--- Begin ---

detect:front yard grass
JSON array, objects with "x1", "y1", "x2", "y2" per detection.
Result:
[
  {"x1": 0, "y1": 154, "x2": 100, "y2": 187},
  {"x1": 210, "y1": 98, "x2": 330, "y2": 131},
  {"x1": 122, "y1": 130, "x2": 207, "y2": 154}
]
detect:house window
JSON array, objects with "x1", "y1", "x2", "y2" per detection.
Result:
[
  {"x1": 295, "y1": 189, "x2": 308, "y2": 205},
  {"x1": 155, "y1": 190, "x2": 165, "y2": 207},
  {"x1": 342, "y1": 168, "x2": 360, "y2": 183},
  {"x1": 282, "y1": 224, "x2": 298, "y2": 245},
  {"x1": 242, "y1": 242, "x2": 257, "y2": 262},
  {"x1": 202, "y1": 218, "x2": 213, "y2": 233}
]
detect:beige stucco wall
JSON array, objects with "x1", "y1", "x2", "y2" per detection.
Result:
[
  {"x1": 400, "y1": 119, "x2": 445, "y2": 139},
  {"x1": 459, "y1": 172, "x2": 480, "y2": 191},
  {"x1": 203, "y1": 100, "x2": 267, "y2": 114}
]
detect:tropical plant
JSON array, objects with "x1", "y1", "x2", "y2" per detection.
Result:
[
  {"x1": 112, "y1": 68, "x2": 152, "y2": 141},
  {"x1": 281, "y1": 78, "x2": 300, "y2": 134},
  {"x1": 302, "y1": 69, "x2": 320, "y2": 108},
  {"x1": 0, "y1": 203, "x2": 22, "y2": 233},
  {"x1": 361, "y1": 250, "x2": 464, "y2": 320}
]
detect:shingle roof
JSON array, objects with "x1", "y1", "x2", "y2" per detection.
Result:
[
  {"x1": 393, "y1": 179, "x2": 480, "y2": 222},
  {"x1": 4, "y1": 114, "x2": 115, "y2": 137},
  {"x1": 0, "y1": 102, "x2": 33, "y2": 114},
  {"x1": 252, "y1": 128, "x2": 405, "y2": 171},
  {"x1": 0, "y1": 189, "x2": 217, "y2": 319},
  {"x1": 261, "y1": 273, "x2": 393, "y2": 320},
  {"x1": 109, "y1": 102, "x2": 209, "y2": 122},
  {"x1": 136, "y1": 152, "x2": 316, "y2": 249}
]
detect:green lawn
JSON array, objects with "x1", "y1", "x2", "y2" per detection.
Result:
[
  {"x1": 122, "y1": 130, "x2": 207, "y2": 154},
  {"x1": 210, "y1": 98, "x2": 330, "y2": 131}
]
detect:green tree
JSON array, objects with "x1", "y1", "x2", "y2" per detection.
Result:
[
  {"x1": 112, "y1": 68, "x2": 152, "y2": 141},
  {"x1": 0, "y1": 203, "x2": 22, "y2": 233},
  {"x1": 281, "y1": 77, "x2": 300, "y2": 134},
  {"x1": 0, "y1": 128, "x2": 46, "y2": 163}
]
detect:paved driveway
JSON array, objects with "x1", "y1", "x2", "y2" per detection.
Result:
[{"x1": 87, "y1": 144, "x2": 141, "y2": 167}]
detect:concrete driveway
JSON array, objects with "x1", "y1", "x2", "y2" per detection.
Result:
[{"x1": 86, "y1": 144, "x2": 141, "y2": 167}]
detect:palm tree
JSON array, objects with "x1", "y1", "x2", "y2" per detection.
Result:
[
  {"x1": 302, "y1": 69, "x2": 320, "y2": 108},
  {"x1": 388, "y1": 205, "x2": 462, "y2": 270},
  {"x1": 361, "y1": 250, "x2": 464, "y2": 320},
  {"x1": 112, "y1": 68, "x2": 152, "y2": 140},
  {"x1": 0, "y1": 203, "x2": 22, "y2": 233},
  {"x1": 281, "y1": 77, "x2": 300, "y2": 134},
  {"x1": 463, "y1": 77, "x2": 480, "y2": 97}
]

--- End ---

• Do this:
Rewrite every one of the rows above, putting "Output" in place of each "Result" and leaving everything else unchanged.

• The reply:
detect:front yard grass
JSON array, objects with "x1", "y1", "x2", "y2" per detection.
Output:
[
  {"x1": 0, "y1": 154, "x2": 100, "y2": 187},
  {"x1": 210, "y1": 98, "x2": 330, "y2": 131},
  {"x1": 122, "y1": 130, "x2": 207, "y2": 154}
]
detect:house window
JSON array, objects with "x1", "y1", "x2", "y2" per detection.
Output:
[
  {"x1": 295, "y1": 189, "x2": 308, "y2": 205},
  {"x1": 155, "y1": 190, "x2": 165, "y2": 207},
  {"x1": 342, "y1": 168, "x2": 360, "y2": 183},
  {"x1": 282, "y1": 224, "x2": 298, "y2": 245},
  {"x1": 242, "y1": 242, "x2": 257, "y2": 262},
  {"x1": 202, "y1": 218, "x2": 213, "y2": 233}
]
detect:beige stucco wall
JSON array, objects with "x1", "y1", "x2", "y2" per detection.
Output:
[
  {"x1": 400, "y1": 119, "x2": 445, "y2": 139},
  {"x1": 459, "y1": 172, "x2": 480, "y2": 191},
  {"x1": 203, "y1": 100, "x2": 267, "y2": 114}
]
detect:tropical plant
JSON array, objects with "x1", "y1", "x2", "y2" per detection.
Output:
[
  {"x1": 112, "y1": 68, "x2": 152, "y2": 141},
  {"x1": 281, "y1": 78, "x2": 300, "y2": 134},
  {"x1": 302, "y1": 69, "x2": 320, "y2": 108},
  {"x1": 0, "y1": 203, "x2": 22, "y2": 233},
  {"x1": 361, "y1": 250, "x2": 464, "y2": 320}
]
detect:shingle roof
JSON array, objects with "x1", "y1", "x2", "y2" per detection.
Output:
[
  {"x1": 393, "y1": 179, "x2": 480, "y2": 222},
  {"x1": 4, "y1": 114, "x2": 115, "y2": 137},
  {"x1": 0, "y1": 102, "x2": 33, "y2": 114},
  {"x1": 252, "y1": 128, "x2": 405, "y2": 171},
  {"x1": 0, "y1": 189, "x2": 217, "y2": 319},
  {"x1": 261, "y1": 273, "x2": 393, "y2": 320},
  {"x1": 109, "y1": 102, "x2": 209, "y2": 122},
  {"x1": 136, "y1": 152, "x2": 316, "y2": 249}
]
detect:green lawn
JSON array, objects with "x1", "y1", "x2", "y2" per detection.
Output:
[
  {"x1": 122, "y1": 130, "x2": 207, "y2": 154},
  {"x1": 210, "y1": 98, "x2": 330, "y2": 131}
]
detect:green tree
JSON array, objects with "x1", "y1", "x2", "y2" per detection.
Output:
[
  {"x1": 112, "y1": 68, "x2": 152, "y2": 141},
  {"x1": 0, "y1": 203, "x2": 22, "y2": 233},
  {"x1": 281, "y1": 77, "x2": 300, "y2": 134},
  {"x1": 0, "y1": 128, "x2": 46, "y2": 163}
]
detect:paved driveway
JSON array, objects with "x1", "y1", "x2", "y2" per detection.
Output:
[{"x1": 87, "y1": 144, "x2": 141, "y2": 167}]
detect:concrete driveway
JSON array, objects with "x1", "y1", "x2", "y2" per detection.
Output:
[{"x1": 86, "y1": 144, "x2": 141, "y2": 167}]
detect:palm tree
JSON array, objects with "x1", "y1", "x2", "y2" per detection.
Output:
[
  {"x1": 302, "y1": 69, "x2": 320, "y2": 108},
  {"x1": 388, "y1": 205, "x2": 462, "y2": 270},
  {"x1": 361, "y1": 250, "x2": 464, "y2": 320},
  {"x1": 112, "y1": 68, "x2": 152, "y2": 140},
  {"x1": 0, "y1": 203, "x2": 22, "y2": 233},
  {"x1": 281, "y1": 77, "x2": 300, "y2": 134},
  {"x1": 463, "y1": 77, "x2": 480, "y2": 97}
]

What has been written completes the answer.